SOURCE TEXT

Jonathan Aaron lives in Cambridge, Massachusetts, and is the author of three collections of poetry. His work has received many honors, including fellowships from Yaddo and MacDowell. His poems, essays, and reviews have been widely published in periodicals including The Paris Review and The New York Review of Books and his poems have appeared five times in The Best American Poetry.
Corridor is my first encounter with the poet Jonathan Aaron, and I really enjoyed this collection. He has a narrative style, each poem telling a story or relaying a dramatic scene or episode. There is even an underlying tension - as if something is going to happen - that kept me anxiously reading, though I was often left wondering what did happen - if anything. Was it "real" or imagined? Aaron's poetry is described as "surreal," which is probably why I enjoyed it.
Here is a taste:
Still Life Beside a Lake
Yes, everything's here, everything's right where it should be, tranquil, luminous, sublime. The wisdom of the ages, bread and books. Not a hair on the nib of your pen; you won't have to wipe it on your sleeve. And you can be sure the wine cellar harbors only wine. The elements present themselves - wind, stars, a storm. But you're already dreaming up the names of sailing ships, can't wait to get out of this place ...
Before you can say them aloud, or even sooner, you're going to be running for your life, like the pilgrim who fled Olympus because he couldn't find a single goddess there.

AIM
Please decide whether each statement agrees with the review of Corridor above, answering yes or no and quoting the review's deciding words exactly. 1. Jonathan Aaron has written three collections of poetry. 2. The reviewer had read Aaron's poetry before Corridor. 3. Aaron's poems have appeared in The Best American Poetry five times.

COLLECTED DATA

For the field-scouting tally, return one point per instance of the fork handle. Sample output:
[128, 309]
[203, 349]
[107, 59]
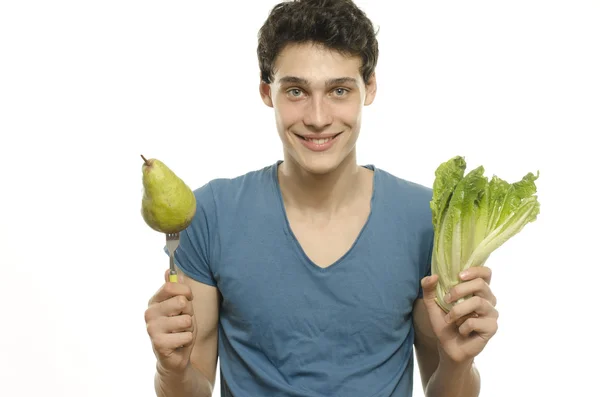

COMPLETED EXERCISE
1. Yes: "is the author of three collections of poetry"
2. No: "Corridor is my first encounter with the poet Jonathan Aaron"
3. Yes: "his poems have appeared five times in The Best American Poetry"